1. Generation of Gdf9-Cre;mTmG mice:
(1) To generate the Gdf9-Cre;mTmG mouse models, adult healthy Gdf9-Cre males were crossed with mT/mG female mouse in 1:2.
(2) DNA of mouse tail extracted and genotyped to identify the Gdf9-Cre;mTmG female before postnatal day (PD) 7.
Gdf9-Cre primers: TCTGATGAAGTCAGGAAGAACC
mT/mG primers: CTCTGCTGCCTCCTGGCTTCT
2. Preparation of culture medium:
Medium α (MEMα; Gibco) was supplied with 10% FBS (Gibco), 1% insulin-transferrin-selenium (ITS; Sigma-Aldrich) and 0.1% penicillin and streptomycin (Thermo Fisher Scientific), and was pre-warmed to 37℃ before using.
3. Collecting the denuded oocytes:
(1) Ovary was collected from Gdf9-Cre;mTmG females at PD 35.
(2) Remove the ovarian bursa carefully by sterile 1 mL syringe in cold PBS buffer.
(3) By tearing the ovaries with Omnican U-40 insulin syringe, denuded oocytes at GV stages were collected in the culture medium. Only the healthy oocytes with an average diameter around 65 μm were collected for the further experiments.
(4) Washing the collected oocytes three times with ~50 μL culture medium microdroplet by mouth pipette gently.
*Tips: Transferring the oocytes gently to guarantee the integrity of ZP.
4. Imaging the cellular membrane structure on living oocytes:
(1) Transfer around 10 oocytes to the culture medium microdroplet (~20 μL) in 35 mm glass bottom dish.
(2) Covered the microdroplet with 1.5 mL mineral oil (Sigma-Aldrich).
(3) Photographed in a living cell workstation (Okolab) at 37°C, 5% CO2 by Andor Dragonfly 502 spinning-disc confocal with following index. In details, images were acquired by an Andor Dragonfly 502 spinning-disc confocal microscope equipped with a 63×, 1.40 N.A. oil objective (Leica HC PL APO), a scientific complementary metal-oxide semiconductor (sCMOS) camera (Andor Zyla 4.2), and 488-nm (mG) and 568-nm (mT) lines of the Andor Integrated Laser Engine (ILE) system with a spinning-disc confocal scan head (Andor Dragonfly 500). The oocytes were acquired through z-step mode with the index. In detail, images were acquired with laser 488-nm around 10-20%, laser 568-nm around 15-25%, exposure time 100-200 ms and Z-step 0.5-0.7 μm for 25-35 μm by Fusion 2.1 software.
(4) After acquisition, videos or single time-point images were processed by ImageJ (http://rsbweb.nih.gov/ij/) for projection of all z-stacks and merged color channels.
(5) To finally detect the Oo-Mv on oocyte, the rotary 3D video was processed by Imaris (https://imaris.oxinst.com/) software.
*Tips: The index of imaging might be changed with the situations of microscope such as the environment temperature and humidity.

Data supplied:
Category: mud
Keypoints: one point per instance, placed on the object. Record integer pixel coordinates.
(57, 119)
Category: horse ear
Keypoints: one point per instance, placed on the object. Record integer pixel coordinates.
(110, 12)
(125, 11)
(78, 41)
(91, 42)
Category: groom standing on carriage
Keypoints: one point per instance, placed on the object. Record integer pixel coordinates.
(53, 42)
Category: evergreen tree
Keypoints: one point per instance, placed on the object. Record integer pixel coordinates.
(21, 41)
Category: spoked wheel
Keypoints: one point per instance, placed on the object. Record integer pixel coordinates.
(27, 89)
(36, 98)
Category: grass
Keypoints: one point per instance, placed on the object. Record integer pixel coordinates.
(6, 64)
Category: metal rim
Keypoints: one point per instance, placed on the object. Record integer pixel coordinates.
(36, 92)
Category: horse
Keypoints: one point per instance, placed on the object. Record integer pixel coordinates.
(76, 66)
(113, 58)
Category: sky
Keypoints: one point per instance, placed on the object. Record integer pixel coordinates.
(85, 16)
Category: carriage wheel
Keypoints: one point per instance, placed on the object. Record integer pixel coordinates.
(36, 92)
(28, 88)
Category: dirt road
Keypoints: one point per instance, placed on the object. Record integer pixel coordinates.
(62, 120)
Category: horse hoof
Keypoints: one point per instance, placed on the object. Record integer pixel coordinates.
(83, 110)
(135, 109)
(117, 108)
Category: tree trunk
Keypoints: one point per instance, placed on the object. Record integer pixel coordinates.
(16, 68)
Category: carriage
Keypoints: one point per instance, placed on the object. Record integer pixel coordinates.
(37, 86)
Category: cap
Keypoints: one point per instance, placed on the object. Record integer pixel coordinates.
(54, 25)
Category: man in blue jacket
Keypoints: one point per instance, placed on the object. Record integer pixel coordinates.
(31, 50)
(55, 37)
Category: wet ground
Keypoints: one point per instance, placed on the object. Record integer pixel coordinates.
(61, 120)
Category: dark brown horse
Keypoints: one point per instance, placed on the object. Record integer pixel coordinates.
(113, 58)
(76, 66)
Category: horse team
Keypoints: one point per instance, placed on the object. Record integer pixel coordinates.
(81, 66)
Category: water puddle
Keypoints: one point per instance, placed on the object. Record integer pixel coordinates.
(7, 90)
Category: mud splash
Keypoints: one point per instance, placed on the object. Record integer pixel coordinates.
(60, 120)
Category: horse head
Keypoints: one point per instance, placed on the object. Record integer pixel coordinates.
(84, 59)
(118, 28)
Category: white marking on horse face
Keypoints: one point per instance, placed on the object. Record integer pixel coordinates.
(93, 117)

List of tasks:
- 1) Answer these from the oocyte imaging protocol above:
(a) At what postnatal day are ovaries collected from the Gdf9-Cre;mTmG females?
(b) To what temperature is the culture medium pre-warmed before use?
(c) Which software processes the rotary 3D video to detect the Oo-Mv on the oocyte?
- 2) From the oocyte imaging protocol, pull out word for word the part that opens with the words containing "(4) After acquisition, videos" and closes with "temperature and humidity.".

Answers for the tasks:
- 1)
(a) PD 35
(b) 37℃
(c) Imaris

- 2)
(4) After acquisition, videos or single time-point images were processed by ImageJ (http://rsbweb.nih.gov/ij/) for projection of all z-stacks and merged color channels.
(5) To finally detect the Oo-Mv on oocyte, the rotary 3D video was processed by Imaris (https://imaris.oxinst.com/) software.
*Tips: The index of imaging might be changed with the situations of microscope such as the environment temperature and humidity.